Start of Given data
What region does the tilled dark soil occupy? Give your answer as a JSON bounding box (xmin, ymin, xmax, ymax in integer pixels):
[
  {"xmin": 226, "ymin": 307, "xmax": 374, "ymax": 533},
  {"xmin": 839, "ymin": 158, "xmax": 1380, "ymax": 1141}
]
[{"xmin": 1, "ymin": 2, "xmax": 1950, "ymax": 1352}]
End of Given data
What you should do
Output the data once more, exactly as it appears above.

Output for this task
What region does the tilled dark soil occupy? Give your answer as a JSON bounding box (xmin, ymin, xmax, ymax in integer pixels):
[
  {"xmin": 226, "ymin": 307, "xmax": 374, "ymax": 533},
  {"xmin": 839, "ymin": 158, "xmax": 1380, "ymax": 1141}
]
[{"xmin": 1, "ymin": 2, "xmax": 1950, "ymax": 1352}]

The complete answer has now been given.